begin Recorded information
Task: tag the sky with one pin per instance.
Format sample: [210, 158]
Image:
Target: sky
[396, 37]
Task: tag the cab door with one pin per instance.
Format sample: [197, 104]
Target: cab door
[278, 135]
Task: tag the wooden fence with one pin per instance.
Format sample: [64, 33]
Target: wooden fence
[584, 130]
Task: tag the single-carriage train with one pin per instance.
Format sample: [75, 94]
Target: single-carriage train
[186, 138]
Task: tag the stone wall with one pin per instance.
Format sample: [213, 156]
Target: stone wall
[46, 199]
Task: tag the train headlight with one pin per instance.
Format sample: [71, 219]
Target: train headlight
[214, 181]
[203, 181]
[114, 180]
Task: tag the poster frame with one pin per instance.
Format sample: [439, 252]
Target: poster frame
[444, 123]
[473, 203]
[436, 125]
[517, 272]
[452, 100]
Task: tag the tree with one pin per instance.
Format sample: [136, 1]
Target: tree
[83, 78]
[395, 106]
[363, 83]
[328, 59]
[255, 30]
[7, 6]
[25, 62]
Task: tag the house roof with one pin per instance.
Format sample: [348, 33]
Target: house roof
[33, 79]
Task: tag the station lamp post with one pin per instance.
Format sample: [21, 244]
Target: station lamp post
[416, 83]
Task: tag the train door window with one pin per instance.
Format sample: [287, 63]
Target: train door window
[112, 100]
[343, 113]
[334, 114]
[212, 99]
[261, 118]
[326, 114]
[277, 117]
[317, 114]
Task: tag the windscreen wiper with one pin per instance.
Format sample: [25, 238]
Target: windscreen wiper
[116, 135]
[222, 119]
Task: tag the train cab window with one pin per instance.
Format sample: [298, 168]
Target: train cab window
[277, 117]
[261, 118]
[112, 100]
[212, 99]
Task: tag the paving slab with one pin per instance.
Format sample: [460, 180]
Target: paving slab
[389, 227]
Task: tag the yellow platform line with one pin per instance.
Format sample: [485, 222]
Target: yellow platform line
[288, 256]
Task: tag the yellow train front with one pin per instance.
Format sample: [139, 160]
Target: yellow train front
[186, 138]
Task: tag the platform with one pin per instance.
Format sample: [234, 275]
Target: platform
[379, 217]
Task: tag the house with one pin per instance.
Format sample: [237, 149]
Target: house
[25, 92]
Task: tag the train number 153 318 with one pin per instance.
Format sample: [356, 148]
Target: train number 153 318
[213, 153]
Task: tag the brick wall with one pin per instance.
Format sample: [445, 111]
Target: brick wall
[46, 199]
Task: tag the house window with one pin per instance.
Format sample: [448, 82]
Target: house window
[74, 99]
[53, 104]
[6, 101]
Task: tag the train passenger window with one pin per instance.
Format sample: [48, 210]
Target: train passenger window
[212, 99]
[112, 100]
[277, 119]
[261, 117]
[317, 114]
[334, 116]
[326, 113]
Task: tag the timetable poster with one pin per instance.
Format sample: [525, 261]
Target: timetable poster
end Recorded information
Present every line of the entries above as a numbered list, leaving out any blank lines.

- Answer
1. Task: tag the sky with one pin per instance.
2. Format sample: [210, 158]
3. Image:
4. Target: sky
5. [396, 37]
6. Task: tag the cab door with one pin per instance.
7. Format sample: [197, 104]
8. Target: cab door
9. [278, 135]
10. Task: tag the wooden fence with one pin per instance.
11. Format sample: [64, 33]
12. Target: wooden fence
13. [584, 130]
14. Task: tag the single-carriage train with one pin per instance.
15. Format sample: [75, 94]
16. Target: single-carriage train
17. [186, 138]
18. Task: tag the stone wall with one pin per instance.
19. Format sample: [213, 156]
20. Target: stone wall
21. [46, 199]
22. Task: tag the train headlight with one pin per instance.
23. Format sample: [71, 219]
24. Target: train headlight
25. [214, 181]
26. [203, 181]
27. [114, 180]
28. Task: tag the poster frame with one pin per instance.
29. Format sample: [439, 252]
30. Target: poster frame
31. [444, 123]
32. [473, 203]
33. [436, 125]
34. [517, 272]
35. [452, 100]
36. Task: tag the tree with one pin per instance.
37. Format sample: [136, 1]
38. Target: tree
39. [83, 78]
40. [395, 106]
41. [363, 83]
42. [328, 59]
43. [255, 30]
44. [7, 6]
45. [25, 62]
46. Task: tag the house roof with one pin per instance.
47. Format sample: [348, 33]
48. Target: house roof
49. [33, 79]
50. Task: tag the station lamp post with one pin per instance.
51. Format sample: [21, 244]
52. Target: station lamp post
53. [416, 83]
54. Task: tag the train door window with one pin per instance.
55. Format sample: [287, 63]
56. Target: train door window
57. [112, 100]
58. [343, 113]
59. [334, 114]
60. [212, 99]
61. [261, 118]
62. [326, 114]
63. [277, 117]
64. [317, 114]
65. Task: tag the windscreen wiper with one pin per instance.
66. Format sample: [25, 238]
67. Target: windscreen wiper
68. [116, 135]
69. [222, 119]
70. Task: tag the train cab window with one pin per instance.
71. Format sample: [298, 168]
72. Target: train cab window
73. [277, 117]
74. [261, 118]
75. [112, 100]
76. [212, 99]
77. Task: tag the paving slab with one pin per instance.
78. Format sample: [460, 180]
79. Target: paving slab
80. [389, 227]
81. Task: tag the yellow platform line with one pin per instance.
82. Format sample: [485, 222]
83. Target: yellow platform line
84. [288, 256]
85. Task: tag the yellow train front with one pin per instance.
86. Format sample: [139, 160]
87. Target: yellow train front
88. [186, 138]
89. Task: tag the platform with one pin per instance.
90. Format sample: [234, 275]
91. Target: platform
92. [379, 217]
93. Task: tag the house with one pin per instance.
94. Format sample: [237, 149]
95. Target: house
96. [25, 92]
97. Task: tag the train number 153 318 with one pin per instance.
98. Format sample: [356, 148]
99. Target: train number 153 318
100. [213, 153]
101. Task: tag the brick wall with one pin per instance.
102. Format sample: [445, 111]
103. Target: brick wall
104. [46, 199]
105. Task: tag the house window with one pin per instance.
106. Format sample: [448, 82]
107. Target: house window
108. [74, 99]
109. [53, 104]
110. [6, 101]
111. Task: tag the train passenger window with one pin per instance.
112. Format sample: [48, 210]
113. Target: train passenger window
114. [212, 99]
115. [112, 100]
116. [277, 119]
117. [261, 117]
118. [317, 114]
119. [334, 116]
120. [326, 113]
121. Task: tag the timetable poster with one pin per instance.
122. Format sample: [525, 261]
123. Target: timetable poster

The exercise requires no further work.